Annotation data for object locations
===

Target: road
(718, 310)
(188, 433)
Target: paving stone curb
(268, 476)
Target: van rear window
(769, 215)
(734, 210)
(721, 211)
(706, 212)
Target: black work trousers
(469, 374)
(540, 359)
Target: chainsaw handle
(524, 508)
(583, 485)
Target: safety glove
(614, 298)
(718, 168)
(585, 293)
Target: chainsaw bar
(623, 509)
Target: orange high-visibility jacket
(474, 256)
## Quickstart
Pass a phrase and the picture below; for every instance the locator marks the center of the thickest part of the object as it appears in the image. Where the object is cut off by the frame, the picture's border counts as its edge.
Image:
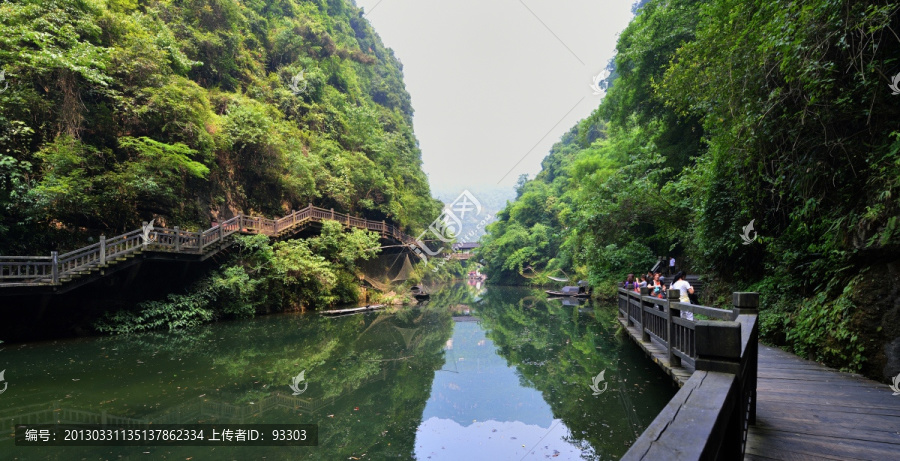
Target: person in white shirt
(685, 288)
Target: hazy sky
(495, 83)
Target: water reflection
(517, 384)
(473, 374)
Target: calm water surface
(495, 374)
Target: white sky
(496, 82)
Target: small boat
(355, 310)
(580, 291)
(419, 293)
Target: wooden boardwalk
(808, 411)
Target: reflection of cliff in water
(558, 349)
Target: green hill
(726, 113)
(115, 112)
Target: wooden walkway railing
(56, 269)
(715, 362)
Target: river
(496, 374)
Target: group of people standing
(658, 289)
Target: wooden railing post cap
(718, 339)
(746, 300)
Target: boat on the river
(355, 310)
(419, 293)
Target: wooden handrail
(58, 268)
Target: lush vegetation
(724, 112)
(261, 277)
(189, 111)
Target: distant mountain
(492, 200)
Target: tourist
(686, 290)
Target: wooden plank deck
(808, 411)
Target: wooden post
(719, 350)
(54, 267)
(718, 346)
(747, 303)
(672, 297)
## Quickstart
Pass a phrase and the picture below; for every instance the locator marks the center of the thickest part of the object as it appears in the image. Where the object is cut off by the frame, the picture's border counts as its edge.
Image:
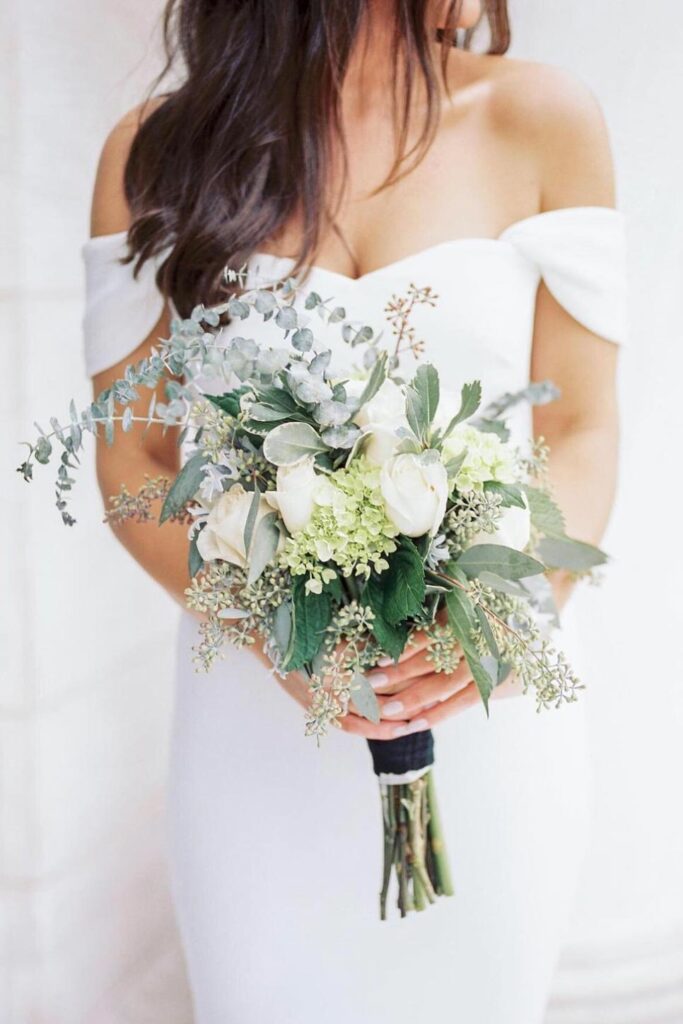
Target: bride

===

(EXERCISE REQUIREMENTS):
Copy every row above word for word, leaving out the pictures.

(CORRECT OUTPUT):
Target: road
(718, 310)
(188, 433)
Target: paving stone curb
(268, 476)
Target: van rear window
(769, 215)
(734, 210)
(721, 211)
(706, 212)
Target: black work trousers
(469, 374)
(540, 359)
Target: chainsaw handle
(524, 508)
(583, 485)
Target: safety glove
(614, 298)
(718, 168)
(585, 293)
Target: chainsaw bar
(623, 509)
Target: orange high-visibility jacket
(474, 256)
## Quickstart
Pass a phrase and the picture below; for every instance the locator marks the center of the thickest part of the object as it appears in the image. Where the object is cut off by the frame, the picture's border counts as its edge.
Image:
Target: person in white shirt
(685, 288)
Target: hazy sky
(495, 83)
Target: water reflection
(517, 384)
(473, 374)
Target: calm water surface
(495, 374)
Target: white sky
(496, 82)
Target: small boat
(355, 310)
(580, 291)
(419, 293)
Target: wooden boardwalk
(808, 411)
Target: reflection of cliff in water
(558, 349)
Target: green hill
(726, 113)
(115, 112)
Target: wooden walkway railing
(56, 269)
(715, 362)
Target: river
(496, 374)
Target: group of people standing
(658, 289)
Target: wooden railing post cap
(718, 339)
(746, 300)
Target: boat on the river
(355, 310)
(419, 293)
Target: wooden handrail
(58, 268)
Target: lush vegetation
(724, 112)
(261, 277)
(189, 111)
Target: distant mountain
(492, 200)
Target: tourist
(686, 290)
Target: wooden plank deck
(808, 411)
Target: wooden post
(719, 350)
(54, 267)
(718, 346)
(747, 303)
(672, 297)
## Quickstart
Pass a phrase and the picture below; for every instance the locator marks the center of the thickest part of the object as it appears in the image. Where the object is cut off by the frame, the picture's border counts as its edge.
Image:
Target: bride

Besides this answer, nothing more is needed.